▶ **Problem details**: Using the data beneath this instruction, retype only the lines from the one that contains "man in white" down to the one that contains "# each point looks like point(240, 325)", both included, exactly as they appear.

(Data entries)

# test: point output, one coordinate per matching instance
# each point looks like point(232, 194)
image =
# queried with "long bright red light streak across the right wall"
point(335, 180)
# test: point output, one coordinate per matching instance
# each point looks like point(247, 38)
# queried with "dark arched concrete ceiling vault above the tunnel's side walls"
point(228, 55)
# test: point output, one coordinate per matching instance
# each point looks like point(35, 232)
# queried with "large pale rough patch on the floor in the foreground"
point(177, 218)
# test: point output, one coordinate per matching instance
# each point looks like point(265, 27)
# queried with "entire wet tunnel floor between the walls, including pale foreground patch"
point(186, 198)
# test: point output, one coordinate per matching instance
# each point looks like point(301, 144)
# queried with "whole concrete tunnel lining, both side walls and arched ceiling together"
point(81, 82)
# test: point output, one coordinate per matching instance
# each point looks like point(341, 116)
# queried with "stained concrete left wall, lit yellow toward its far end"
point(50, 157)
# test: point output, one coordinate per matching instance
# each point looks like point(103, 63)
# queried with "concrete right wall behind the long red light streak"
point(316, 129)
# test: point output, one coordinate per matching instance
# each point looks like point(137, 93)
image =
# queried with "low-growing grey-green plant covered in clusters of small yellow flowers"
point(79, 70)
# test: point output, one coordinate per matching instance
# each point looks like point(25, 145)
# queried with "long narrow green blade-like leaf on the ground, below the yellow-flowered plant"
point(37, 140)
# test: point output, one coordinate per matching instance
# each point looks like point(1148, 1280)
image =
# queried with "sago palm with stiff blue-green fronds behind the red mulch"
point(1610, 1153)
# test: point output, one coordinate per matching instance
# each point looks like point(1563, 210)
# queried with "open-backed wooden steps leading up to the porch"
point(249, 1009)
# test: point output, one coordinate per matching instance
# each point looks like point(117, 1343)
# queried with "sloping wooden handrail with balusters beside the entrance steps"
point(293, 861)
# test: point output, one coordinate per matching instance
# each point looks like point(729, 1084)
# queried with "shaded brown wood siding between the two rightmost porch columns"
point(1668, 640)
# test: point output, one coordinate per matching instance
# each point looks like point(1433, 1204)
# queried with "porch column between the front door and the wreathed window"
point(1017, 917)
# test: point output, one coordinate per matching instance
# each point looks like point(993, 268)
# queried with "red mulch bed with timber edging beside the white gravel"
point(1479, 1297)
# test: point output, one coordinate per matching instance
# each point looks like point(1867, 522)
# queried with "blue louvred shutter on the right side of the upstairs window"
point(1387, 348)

...

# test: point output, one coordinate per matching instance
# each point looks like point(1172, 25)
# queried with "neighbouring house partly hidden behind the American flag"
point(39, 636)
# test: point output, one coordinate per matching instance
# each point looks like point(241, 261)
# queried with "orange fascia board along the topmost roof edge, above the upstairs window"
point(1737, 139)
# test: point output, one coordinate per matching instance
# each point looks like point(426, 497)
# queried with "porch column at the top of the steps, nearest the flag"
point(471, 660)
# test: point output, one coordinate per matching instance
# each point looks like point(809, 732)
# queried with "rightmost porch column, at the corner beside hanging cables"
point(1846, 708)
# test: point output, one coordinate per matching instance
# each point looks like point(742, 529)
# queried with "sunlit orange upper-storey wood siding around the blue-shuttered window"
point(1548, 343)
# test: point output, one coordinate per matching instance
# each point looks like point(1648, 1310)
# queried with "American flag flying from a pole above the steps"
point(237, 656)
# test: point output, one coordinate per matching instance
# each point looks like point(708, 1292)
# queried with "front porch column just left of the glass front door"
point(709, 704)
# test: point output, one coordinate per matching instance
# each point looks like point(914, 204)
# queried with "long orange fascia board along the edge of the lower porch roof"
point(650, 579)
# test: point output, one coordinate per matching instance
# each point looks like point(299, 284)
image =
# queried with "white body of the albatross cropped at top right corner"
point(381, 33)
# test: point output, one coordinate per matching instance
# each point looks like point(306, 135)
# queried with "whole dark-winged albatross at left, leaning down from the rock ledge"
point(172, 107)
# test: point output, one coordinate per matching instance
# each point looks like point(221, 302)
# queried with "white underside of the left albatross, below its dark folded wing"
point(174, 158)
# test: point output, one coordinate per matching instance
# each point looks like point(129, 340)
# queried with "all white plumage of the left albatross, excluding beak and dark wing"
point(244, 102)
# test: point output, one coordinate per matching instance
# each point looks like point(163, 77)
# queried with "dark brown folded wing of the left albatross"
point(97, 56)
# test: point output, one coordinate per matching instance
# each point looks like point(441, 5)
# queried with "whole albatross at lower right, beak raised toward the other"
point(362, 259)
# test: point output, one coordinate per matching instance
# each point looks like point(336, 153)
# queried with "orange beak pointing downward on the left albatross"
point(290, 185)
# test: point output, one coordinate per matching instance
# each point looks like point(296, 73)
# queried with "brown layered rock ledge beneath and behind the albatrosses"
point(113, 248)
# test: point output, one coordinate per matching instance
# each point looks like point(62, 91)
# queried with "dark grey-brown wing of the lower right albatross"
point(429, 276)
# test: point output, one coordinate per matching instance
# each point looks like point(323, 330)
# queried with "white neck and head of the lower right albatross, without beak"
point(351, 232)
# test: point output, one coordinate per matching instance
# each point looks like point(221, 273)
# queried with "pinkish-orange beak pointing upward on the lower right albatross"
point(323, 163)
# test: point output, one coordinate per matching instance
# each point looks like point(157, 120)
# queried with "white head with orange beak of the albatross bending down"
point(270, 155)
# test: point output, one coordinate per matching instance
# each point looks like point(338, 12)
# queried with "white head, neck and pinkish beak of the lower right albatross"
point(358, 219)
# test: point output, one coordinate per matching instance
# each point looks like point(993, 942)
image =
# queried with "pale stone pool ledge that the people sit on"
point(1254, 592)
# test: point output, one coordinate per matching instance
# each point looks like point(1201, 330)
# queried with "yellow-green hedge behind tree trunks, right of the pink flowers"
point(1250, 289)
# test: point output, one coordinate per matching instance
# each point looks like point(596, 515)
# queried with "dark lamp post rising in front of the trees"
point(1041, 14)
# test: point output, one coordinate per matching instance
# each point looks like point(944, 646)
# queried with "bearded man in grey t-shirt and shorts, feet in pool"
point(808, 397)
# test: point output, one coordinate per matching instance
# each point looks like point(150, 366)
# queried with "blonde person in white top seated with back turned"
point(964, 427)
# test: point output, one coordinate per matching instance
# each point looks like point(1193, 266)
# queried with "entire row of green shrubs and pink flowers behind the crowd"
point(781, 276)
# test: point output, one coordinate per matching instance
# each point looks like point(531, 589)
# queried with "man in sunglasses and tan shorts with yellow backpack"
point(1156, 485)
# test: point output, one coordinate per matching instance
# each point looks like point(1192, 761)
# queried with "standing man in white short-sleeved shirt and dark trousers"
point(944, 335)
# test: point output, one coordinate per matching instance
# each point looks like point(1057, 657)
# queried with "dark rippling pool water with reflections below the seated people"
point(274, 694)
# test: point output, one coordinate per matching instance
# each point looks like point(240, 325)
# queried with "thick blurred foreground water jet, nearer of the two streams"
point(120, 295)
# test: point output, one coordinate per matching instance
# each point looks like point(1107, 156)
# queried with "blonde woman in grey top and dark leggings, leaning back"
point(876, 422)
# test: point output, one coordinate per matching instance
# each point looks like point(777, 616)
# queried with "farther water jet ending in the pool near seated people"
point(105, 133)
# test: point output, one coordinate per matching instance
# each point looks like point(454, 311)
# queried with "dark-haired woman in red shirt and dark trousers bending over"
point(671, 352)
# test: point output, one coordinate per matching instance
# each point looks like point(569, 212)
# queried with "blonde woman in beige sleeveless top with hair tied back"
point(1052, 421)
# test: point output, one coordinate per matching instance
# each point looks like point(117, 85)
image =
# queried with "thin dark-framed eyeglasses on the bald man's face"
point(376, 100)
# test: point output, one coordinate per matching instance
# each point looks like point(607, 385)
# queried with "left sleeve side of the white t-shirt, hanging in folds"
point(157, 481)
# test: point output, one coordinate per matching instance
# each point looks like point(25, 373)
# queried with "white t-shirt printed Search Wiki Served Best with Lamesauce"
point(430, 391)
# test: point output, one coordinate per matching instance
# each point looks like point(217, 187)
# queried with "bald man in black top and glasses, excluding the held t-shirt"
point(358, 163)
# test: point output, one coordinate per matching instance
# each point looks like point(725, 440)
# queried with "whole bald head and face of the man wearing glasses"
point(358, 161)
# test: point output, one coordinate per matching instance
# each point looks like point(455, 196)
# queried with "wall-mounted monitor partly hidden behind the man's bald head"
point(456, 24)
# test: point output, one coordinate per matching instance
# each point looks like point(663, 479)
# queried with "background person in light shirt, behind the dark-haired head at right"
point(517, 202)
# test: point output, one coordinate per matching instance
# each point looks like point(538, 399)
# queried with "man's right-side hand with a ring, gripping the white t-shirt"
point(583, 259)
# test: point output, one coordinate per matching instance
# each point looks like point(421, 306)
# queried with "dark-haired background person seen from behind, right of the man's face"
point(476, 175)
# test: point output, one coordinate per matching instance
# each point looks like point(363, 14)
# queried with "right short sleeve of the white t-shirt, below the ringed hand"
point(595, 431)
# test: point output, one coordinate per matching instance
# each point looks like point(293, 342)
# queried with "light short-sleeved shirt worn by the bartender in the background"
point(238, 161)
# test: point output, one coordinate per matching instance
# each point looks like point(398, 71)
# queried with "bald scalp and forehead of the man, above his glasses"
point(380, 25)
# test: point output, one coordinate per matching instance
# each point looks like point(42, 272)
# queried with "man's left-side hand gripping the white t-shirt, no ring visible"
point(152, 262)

▶ **Answer to this task**:
# queried with "standing man in white short-sleeved shirt and dark trousers"
point(944, 335)
# test: point output, one coordinate per matching instance
# each point looks like point(1057, 657)
# queried with "dark rippling pool water with reflections below the seated people"
point(274, 694)
# test: point output, one coordinate per matching instance
# each point looks like point(240, 325)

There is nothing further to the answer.